Closed hominhquan closed 9 years ago
Hi,
By design, clBLAS API are asynchronous. If you look at clBLAS.h you can see it is up to the user to pass in an event pointer to the library. Thus it is up to the user to "wait" for the event after the API call if needed.
When running kernels in sequence, if "CL_QUEUE_OUT_OF_ORDER_EXEC_MODE_ENABLE" is not set at clCreateCommandQueue (https://www.khronos.org/registry/cl/sdk/1.2/docs/man/xhtml/clCreateCommandQueue.html), each kernel will wait until previous kernels are finished before being executed.
Hi, Thanks for your response. Topic closed
Hi, In solution_seq.c::enqueueKernel() lines 186-188, where nowait = 1 and needExecTime = 0, then we got two if-conditions in clkern.c::launchClKernel() lines 104-120 to call the clWaitForEvents() function.
The problem is the (nowait, needExecTime) values set above seems make the execution not to jump to any of these two if-condition, hence the event is never waited and may cause race-condition.
Furthermore, I don't quiet understand the semantic of 'nowait' here, when we run kernels in sequence, they may need to be synchronized sometimes (even often) to update results ?
Regards Quan

* * * * * * *

*Written task 1*:
According to the clBLAS forum thread, what happens to each kernel run in sequence when "CL_QUEUE_OUT_OF_ORDER_EXEC_MODE_ENABLE" is not set at clCreateCommandQueue?
*Written task 2*:
Reproduce the clBLAS forum thread word for word, from "Hi, Thanks for" up to and including "may cause race-condition.".

*Source data*:
* * * * * * *

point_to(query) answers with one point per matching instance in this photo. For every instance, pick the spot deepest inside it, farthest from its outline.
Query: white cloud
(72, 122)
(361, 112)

* * * * * * *

*Task response 1*:
Each kernel waits until the previous kernels are finished before it is executed.

*Task response 2*:
Hi, Thanks for your response. Topic closed
Hi, In solution_seq.c::enqueueKernel() lines 186-188, where nowait = 1 and needExecTime = 0, then we got two if-conditions in clkern.c::launchClKernel() lines 104-120 to call the clWaitForEvents() function.
The problem is the (nowait, needExecTime) values set above seems make the execution not to jump to any of these two if-condition, hence the event is never waited and may cause race-condition.